TASK TO COMPLETE - Reproduce word for word the entries starting with the line that contains "Tag every instance of the ear" and going on through the line that contains "x=121 y=400", including both of those lines.
begin AVAILABLE DATA
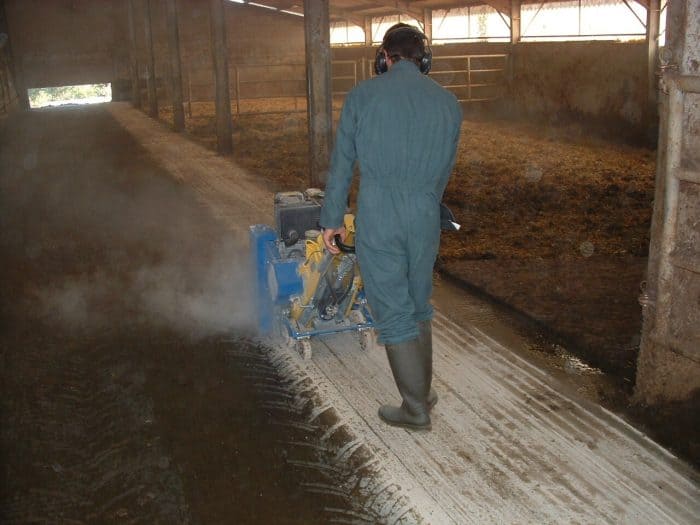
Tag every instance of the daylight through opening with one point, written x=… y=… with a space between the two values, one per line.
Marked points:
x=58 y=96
end AVAILABLE DATA
begin AVAILABLE DATA
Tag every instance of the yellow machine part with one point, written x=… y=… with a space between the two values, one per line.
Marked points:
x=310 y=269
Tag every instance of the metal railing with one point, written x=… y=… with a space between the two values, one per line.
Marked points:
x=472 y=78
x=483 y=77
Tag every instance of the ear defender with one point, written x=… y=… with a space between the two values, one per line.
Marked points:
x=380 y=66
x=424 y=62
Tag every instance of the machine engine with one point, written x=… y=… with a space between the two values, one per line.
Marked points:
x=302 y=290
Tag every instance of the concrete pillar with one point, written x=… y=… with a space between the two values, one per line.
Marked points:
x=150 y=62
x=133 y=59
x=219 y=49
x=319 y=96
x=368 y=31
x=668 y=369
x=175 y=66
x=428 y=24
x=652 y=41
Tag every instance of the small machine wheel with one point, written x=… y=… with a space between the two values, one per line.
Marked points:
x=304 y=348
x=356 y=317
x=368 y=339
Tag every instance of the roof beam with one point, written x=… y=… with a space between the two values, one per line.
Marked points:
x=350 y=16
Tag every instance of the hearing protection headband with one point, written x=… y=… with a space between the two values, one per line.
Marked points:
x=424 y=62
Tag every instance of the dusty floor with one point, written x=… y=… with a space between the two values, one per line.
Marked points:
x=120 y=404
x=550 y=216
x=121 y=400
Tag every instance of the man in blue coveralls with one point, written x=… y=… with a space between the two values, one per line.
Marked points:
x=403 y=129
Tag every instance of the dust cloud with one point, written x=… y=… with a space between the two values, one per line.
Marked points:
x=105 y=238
end AVAILABLE DATA
begin AVAILABLE DATA
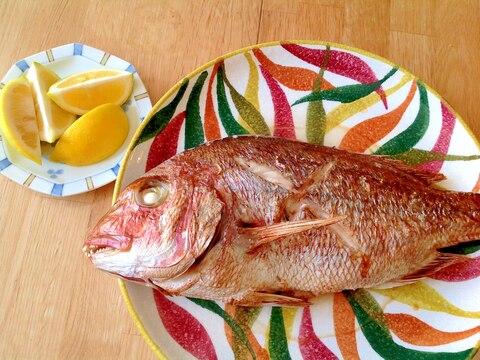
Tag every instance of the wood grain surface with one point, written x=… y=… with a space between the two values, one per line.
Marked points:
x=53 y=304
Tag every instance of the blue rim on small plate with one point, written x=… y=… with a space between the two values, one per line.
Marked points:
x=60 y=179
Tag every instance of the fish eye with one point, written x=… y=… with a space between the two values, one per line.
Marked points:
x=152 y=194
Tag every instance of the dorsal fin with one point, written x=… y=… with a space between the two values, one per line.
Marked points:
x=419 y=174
end AVAILABLE DATA
ANSWER TO THIS EXERCISE -
Tag every instance of the ear defender with one point, written x=… y=… with a space between the two values, one per line.
Marked points:
x=380 y=66
x=424 y=62
Tag every instance of the machine engine with one point, written x=… y=… with a space between the two values, one per line.
Marked points:
x=302 y=290
Tag every instance of the concrete pillar with one point, written x=… y=… with a space between the two values, one per line.
Marked points:
x=150 y=62
x=133 y=59
x=219 y=49
x=319 y=96
x=368 y=31
x=668 y=369
x=175 y=66
x=428 y=24
x=652 y=41
Tag every instance of the small machine wheel with one point, written x=… y=… with a space between the two values, one per line.
Marked points:
x=304 y=348
x=356 y=317
x=368 y=339
Tag every instance of the roof beam with one point, written x=… y=… with a space between the two values, one per line.
Marked points:
x=350 y=16
Tag every instance of the hearing protection headband with one point, written x=… y=… with a space between the two values, one per line.
Marked points:
x=424 y=62
Tag every instance of the dusty floor with one point, written x=… y=… with a space between the two values, one per line.
Marked points:
x=120 y=404
x=550 y=216
x=121 y=400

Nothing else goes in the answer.